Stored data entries

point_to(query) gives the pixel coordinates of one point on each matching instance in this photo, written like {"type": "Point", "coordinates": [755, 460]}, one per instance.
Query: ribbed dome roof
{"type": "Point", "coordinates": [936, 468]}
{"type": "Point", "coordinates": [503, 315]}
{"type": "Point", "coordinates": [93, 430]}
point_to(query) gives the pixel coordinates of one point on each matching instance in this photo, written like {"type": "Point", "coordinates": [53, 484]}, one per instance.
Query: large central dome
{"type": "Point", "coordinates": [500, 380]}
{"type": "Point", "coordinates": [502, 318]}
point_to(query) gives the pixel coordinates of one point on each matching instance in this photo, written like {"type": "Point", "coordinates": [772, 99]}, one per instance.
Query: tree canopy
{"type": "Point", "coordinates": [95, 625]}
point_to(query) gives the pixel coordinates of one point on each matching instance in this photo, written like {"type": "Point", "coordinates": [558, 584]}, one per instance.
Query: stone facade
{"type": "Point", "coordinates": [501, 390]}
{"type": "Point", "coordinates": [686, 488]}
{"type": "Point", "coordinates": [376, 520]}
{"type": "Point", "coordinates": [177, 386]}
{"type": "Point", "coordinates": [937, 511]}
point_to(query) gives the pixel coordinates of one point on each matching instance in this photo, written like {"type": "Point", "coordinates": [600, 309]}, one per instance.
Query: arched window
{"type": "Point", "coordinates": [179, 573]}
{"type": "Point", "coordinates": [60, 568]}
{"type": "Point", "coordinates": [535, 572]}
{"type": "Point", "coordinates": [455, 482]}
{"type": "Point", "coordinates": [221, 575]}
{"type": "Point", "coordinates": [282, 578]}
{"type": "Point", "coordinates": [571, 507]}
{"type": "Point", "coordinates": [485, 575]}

Exercise instructions:
For this exercise, transcribe all the records exactly.

Reply to the task:
point_to(query) gives the pixel coordinates of one point on each matching instance in this photo, written like {"type": "Point", "coordinates": [755, 460]}, one per instance.
Query: ribbed dome roof
{"type": "Point", "coordinates": [936, 468]}
{"type": "Point", "coordinates": [503, 315]}
{"type": "Point", "coordinates": [93, 430]}
point_to(query) gives the pixel coordinates of one point on each matching instance in this photo, written like {"type": "Point", "coordinates": [53, 484]}, one per instance.
Query: large central dome
{"type": "Point", "coordinates": [500, 380]}
{"type": "Point", "coordinates": [502, 318]}
point_to(query) gives the pixel coordinates of one point on each matching instance in this photo, written like {"type": "Point", "coordinates": [772, 99]}, one per instance.
Query: tree canopy
{"type": "Point", "coordinates": [95, 625]}
point_to(query) gives the pixel coordinates of one point on each matching instance in this photo, written like {"type": "Point", "coordinates": [558, 584]}, one per instance.
Query: stone facade
{"type": "Point", "coordinates": [501, 390]}
{"type": "Point", "coordinates": [686, 488]}
{"type": "Point", "coordinates": [376, 520]}
{"type": "Point", "coordinates": [177, 386]}
{"type": "Point", "coordinates": [937, 511]}
point_to(query) gives the pixel coordinates of one point on each matching instance in this photo, written like {"type": "Point", "coordinates": [600, 309]}, one per instance.
Query: arched window
{"type": "Point", "coordinates": [179, 573]}
{"type": "Point", "coordinates": [60, 568]}
{"type": "Point", "coordinates": [535, 572]}
{"type": "Point", "coordinates": [455, 482]}
{"type": "Point", "coordinates": [221, 575]}
{"type": "Point", "coordinates": [282, 578]}
{"type": "Point", "coordinates": [571, 507]}
{"type": "Point", "coordinates": [485, 575]}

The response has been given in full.